What is the number of lines below that include "bench"? Give that number alone.

Available data:
■ ■ ■ ■

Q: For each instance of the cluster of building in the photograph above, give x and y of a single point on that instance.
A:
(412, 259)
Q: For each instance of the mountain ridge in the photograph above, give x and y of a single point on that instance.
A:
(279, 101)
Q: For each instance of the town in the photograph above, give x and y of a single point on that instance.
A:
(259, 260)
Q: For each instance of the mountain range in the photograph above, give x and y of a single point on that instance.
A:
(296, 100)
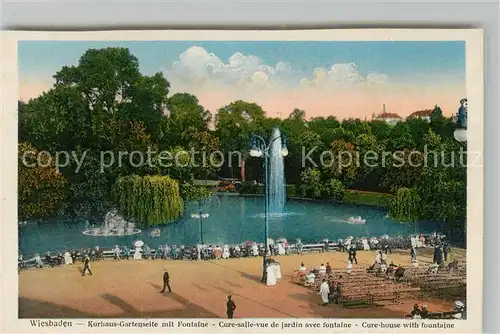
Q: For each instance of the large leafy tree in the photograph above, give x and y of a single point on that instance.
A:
(103, 104)
(185, 117)
(42, 189)
(235, 124)
(341, 162)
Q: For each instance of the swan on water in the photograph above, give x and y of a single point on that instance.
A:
(357, 220)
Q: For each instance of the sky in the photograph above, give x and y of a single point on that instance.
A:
(343, 79)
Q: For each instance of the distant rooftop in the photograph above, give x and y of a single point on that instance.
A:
(420, 113)
(386, 115)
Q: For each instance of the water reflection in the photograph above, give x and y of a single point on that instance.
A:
(231, 220)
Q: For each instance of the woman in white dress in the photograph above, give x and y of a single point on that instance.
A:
(281, 249)
(38, 261)
(67, 258)
(255, 249)
(277, 270)
(348, 270)
(322, 269)
(324, 291)
(271, 275)
(310, 278)
(366, 246)
(225, 253)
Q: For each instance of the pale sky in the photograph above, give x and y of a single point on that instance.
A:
(343, 79)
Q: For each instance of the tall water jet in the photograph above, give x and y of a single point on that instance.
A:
(276, 177)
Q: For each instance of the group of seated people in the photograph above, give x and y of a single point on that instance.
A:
(308, 277)
(458, 312)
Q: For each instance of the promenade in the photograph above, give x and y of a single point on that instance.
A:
(130, 289)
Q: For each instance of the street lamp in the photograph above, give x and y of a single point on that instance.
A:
(259, 148)
(460, 133)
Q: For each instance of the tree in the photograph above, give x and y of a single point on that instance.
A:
(405, 205)
(207, 147)
(440, 124)
(311, 184)
(370, 152)
(235, 124)
(193, 193)
(103, 104)
(334, 190)
(148, 200)
(341, 162)
(185, 117)
(41, 187)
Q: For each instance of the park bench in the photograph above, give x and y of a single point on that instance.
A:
(357, 300)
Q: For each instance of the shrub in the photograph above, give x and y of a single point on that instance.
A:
(311, 185)
(250, 187)
(334, 190)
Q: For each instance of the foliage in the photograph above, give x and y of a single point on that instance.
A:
(148, 200)
(334, 190)
(226, 186)
(41, 187)
(405, 205)
(250, 188)
(367, 198)
(191, 192)
(311, 184)
(341, 162)
(402, 169)
(105, 104)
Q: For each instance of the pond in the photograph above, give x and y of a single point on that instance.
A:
(231, 220)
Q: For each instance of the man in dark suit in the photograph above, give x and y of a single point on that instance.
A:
(86, 265)
(166, 281)
(231, 306)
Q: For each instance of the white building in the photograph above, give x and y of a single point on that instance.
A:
(389, 118)
(422, 114)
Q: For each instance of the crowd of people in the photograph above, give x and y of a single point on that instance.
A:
(248, 249)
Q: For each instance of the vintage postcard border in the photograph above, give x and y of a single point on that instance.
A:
(474, 86)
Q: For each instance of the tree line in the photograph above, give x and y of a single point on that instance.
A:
(104, 103)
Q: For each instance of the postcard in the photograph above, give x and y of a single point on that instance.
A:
(242, 181)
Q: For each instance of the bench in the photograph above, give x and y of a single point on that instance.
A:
(356, 300)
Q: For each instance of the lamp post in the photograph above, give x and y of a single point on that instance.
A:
(259, 148)
(460, 133)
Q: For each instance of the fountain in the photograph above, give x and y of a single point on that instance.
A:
(276, 186)
(114, 226)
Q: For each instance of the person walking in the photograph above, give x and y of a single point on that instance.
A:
(231, 306)
(86, 265)
(166, 281)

■ ■ ■ ■

Response: 2